BEGIN

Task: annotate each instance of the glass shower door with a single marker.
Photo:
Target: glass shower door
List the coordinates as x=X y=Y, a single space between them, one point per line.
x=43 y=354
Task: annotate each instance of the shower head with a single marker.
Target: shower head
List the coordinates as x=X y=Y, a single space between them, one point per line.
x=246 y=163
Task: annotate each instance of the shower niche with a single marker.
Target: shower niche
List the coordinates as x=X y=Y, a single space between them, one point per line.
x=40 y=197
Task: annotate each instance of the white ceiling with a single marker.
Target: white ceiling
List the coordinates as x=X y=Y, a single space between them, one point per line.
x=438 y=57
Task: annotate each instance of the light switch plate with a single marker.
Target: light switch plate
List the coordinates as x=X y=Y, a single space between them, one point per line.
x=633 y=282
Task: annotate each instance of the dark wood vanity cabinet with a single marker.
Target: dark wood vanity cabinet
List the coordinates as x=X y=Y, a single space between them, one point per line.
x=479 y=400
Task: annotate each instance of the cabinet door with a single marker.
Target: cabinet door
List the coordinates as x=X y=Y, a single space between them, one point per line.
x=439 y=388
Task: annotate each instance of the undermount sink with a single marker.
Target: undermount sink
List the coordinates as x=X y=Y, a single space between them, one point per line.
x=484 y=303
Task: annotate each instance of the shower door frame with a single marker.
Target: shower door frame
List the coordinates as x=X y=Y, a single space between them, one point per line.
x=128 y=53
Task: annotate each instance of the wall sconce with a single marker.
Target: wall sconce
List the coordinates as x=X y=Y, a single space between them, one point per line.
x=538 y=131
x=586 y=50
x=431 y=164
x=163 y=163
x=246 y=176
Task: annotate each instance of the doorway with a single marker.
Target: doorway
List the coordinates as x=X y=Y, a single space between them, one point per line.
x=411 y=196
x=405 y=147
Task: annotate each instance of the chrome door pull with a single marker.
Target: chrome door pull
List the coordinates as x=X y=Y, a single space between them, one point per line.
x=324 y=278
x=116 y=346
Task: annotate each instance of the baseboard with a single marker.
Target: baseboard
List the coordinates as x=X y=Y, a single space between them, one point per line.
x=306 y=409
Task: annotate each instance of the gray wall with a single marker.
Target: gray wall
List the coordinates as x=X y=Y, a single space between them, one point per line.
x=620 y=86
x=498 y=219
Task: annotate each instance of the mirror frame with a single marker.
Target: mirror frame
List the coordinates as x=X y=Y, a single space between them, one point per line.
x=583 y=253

END

Would you please copy the whole listing exactly as given?

Response to the task
Task: annotate each instance of the glass shower door with a single marker.
Photo:
Target: glass shower door
List the coordinates as x=X y=Y, a single space between them, one point per line.
x=43 y=354
Task: annotate each instance of the shower head with a single marker.
Target: shower head
List the coordinates as x=X y=Y, a single space between them, one point per line.
x=246 y=163
Task: annotate each instance of the shower niche with a single marker.
Target: shower niche
List the coordinates as x=X y=Y, a single space between them, one point per line.
x=40 y=197
Task: annotate each instance of the white ceiling with a single marker.
Target: white ceiling
List the coordinates as x=X y=Y, a single space between them, one point per line.
x=438 y=57
Task: annotate each instance of the light switch plate with a single marker.
Target: light switch plate
List the coordinates as x=X y=Y, a single space between them, one point per line.
x=633 y=282
Task: annotate each instance of the dark wood vanity cabinet with a single marker.
Target: dark wood vanity cabinet
List the coordinates as x=X y=Y, a single space between them, one point per line.
x=479 y=400
Task: annotate each instance of the cabinet door with a single marker.
Target: cabinet door
List the coordinates as x=X y=Y, a single space between them, one point per line.
x=439 y=388
Task: annotate each instance of the undermount sink with a single marker.
Target: undermount sink
List the coordinates as x=X y=Y, a single space between them, one point per line.
x=484 y=303
Task: annotate each instance of the shower door frame with a single marker.
Target: shower door frame
List the coordinates as x=X y=Y, a single space between them, one point per line.
x=128 y=53
Task: annotate each instance of the wall sconce with a single marker.
Target: wall sconce
List the coordinates as x=X y=Y, a single space between them, one point per line.
x=538 y=131
x=586 y=50
x=431 y=164
x=163 y=163
x=246 y=176
Task: annotate each instance of the doorway with a single marker.
Target: doorway
List the coordinates as x=X y=Y, a single space between them, one point per line.
x=411 y=196
x=405 y=147
Task: annotate each instance of the chrome door pull with a single marker.
Target: chrome door pull
List the coordinates as x=X y=Y, a single space between them, one point per line.
x=324 y=278
x=116 y=346
Task: annotate each instance of the baseboard with a single marker.
Target: baseboard
List the coordinates as x=X y=Y, a single space between them, one point per line.
x=306 y=409
Task: annotate each instance of the gray wall with a single marker.
Target: gray wall
List the coordinates as x=X y=Y, a single space between them, one point per line.
x=620 y=86
x=498 y=219
Task: annotate each instance of the mirror frame with a single marker.
Target: mirror frame
List the coordinates as x=X y=Y, a single space between them, one point per line.
x=583 y=253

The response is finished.